_What the task requires:_ Rewrite all of the data below in full, including the requests, and add 129 to each coordinate value in the answers.

Stored dataset items:
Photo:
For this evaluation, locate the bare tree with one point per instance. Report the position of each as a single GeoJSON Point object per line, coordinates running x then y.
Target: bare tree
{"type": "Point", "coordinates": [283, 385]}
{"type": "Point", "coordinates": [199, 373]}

_Task response:_
Photo:
For this evaluation, locate the bare tree with one point per instance. Report the position of each as a single GeoJSON Point object per line, coordinates running x then y.
Target: bare tree
{"type": "Point", "coordinates": [412, 514]}
{"type": "Point", "coordinates": [328, 502]}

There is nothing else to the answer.